# INPUT RECORDS:
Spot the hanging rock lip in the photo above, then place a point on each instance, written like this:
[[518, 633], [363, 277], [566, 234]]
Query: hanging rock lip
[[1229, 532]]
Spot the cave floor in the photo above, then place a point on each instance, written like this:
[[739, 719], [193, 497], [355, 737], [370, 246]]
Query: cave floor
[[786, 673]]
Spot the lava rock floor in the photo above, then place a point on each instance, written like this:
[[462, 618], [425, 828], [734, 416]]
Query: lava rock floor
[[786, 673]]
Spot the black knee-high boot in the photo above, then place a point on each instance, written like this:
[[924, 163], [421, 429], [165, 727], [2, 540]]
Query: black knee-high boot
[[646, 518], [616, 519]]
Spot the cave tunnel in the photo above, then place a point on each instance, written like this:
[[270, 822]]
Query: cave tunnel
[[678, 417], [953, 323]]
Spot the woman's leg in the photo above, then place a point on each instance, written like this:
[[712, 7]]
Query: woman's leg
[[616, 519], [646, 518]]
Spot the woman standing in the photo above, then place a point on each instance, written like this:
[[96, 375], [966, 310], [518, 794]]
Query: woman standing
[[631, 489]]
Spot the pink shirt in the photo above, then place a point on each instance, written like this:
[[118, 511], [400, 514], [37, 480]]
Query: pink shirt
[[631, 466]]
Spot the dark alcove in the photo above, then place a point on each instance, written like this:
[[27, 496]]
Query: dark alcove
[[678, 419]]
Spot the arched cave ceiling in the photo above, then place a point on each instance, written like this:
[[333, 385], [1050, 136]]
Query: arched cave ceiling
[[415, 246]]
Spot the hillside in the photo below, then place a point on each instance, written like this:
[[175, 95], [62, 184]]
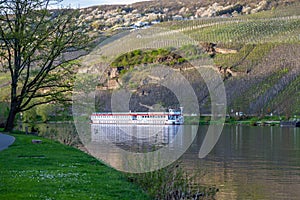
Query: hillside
[[260, 71]]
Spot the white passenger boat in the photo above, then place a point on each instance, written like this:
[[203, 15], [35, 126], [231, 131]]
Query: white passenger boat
[[172, 117]]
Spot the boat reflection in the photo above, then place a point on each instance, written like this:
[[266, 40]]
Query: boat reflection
[[133, 137]]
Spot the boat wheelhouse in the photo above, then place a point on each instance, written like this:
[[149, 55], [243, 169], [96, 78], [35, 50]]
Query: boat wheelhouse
[[172, 117]]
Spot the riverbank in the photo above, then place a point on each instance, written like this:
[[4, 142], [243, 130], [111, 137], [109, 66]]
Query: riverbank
[[50, 170]]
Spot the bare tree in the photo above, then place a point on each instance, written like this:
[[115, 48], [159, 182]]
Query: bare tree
[[38, 47]]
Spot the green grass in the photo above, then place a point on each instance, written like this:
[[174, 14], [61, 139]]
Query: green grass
[[54, 171]]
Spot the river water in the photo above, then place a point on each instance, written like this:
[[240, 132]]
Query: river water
[[246, 163], [251, 162]]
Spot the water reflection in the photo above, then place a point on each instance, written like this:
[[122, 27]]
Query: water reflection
[[139, 148], [137, 138], [251, 163]]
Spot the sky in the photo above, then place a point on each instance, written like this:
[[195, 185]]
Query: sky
[[87, 3]]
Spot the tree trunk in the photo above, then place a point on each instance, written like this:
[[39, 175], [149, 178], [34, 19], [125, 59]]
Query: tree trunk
[[11, 117]]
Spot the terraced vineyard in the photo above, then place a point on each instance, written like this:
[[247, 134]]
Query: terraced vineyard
[[264, 73]]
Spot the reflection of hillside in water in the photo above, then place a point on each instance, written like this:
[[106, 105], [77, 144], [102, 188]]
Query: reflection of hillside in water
[[136, 138]]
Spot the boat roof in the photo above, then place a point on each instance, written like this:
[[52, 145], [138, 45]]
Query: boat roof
[[134, 113]]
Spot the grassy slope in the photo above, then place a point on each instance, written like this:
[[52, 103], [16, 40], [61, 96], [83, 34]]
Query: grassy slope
[[54, 171]]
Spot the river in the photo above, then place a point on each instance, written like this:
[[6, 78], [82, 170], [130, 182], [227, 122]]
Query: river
[[246, 163], [251, 162]]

# PROBLEM DETAILS:
Copy the rows word for word, starting at the line that contains "Spot the cave tunnel" and ending at the line that contains "[[678, 417], [953, 323]]".

# SOLUTION TO THIS EXERCISE:
Spot the cave tunnel in the photo above, then place a point on each instance, written like this:
[[270, 822]]
Query: cave tunnel
[[678, 417], [953, 323]]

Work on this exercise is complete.